**Text shown**
## Begin

Lonestar Reports 2016 Q3
Lonestar Resources U.S., Inc. plans to use funds from the $16.2 million sale of non conventional resources to fund Eagle Ford development and to improve the Company’s operating cost structure
Related: Lonestar Resources Focused on Eagle Ford Shale
Lonestar announced a net loss of $11.3 million for the third quarter of 2016 while reducing lease operating expenses by 6%. During the quarter, the Company focused primarily on balance sheet improvements, which they see as crucia to their future growth.
“The good news is that we’ve got a phenomenal team and we’ve while undertaken curtailed activity, we’ve really made that activity count in terms of, I think becoming an industry leader in the way we think about cost effective production in the Eagle Ford.”
The company Lonestar Resources U.S., Inc. plans to use funds from the $16.2 million sale of non conventional resources to fund Eagle Ford development and to improve the Company’s operating cost structure.

## End

**Source material**
## Begin

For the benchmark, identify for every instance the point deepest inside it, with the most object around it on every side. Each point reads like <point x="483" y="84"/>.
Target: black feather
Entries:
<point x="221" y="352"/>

## End

**What to work on**
a – In the Lonestar third-quarter report, turn the paragraph beginning "Lonestar announced a net loss" into a short list of its main facts.
b – Print the part of the Lonestar third-quarter report that opens with the words containing "Lonestar Reports 2016" and closes with "their future growth.".

**Answer list**
a –
- Net loss of $11.3 million for the third quarter of 2016
- Lease operating expenses reduced by 6%
- Quarter focused mainly on balance sheet improvements, which the Company sees as key to its future growth

b –
Lonestar Reports 2016 Q3
Lonestar Resources U.S., Inc. plans to use funds from the $16.2 million sale of non conventional resources to fund Eagle Ford development and to improve the Company’s operating cost structure
Related: Lonestar Resources Focused on Eagle Ford Shale
Lonestar announced a net loss of $11.3 million for the third quarter of 2016 while reducing lease operating expenses by 6%. During the quarter, the Company focused primarily on balance sheet improvements, which they see as crucia to their future growth.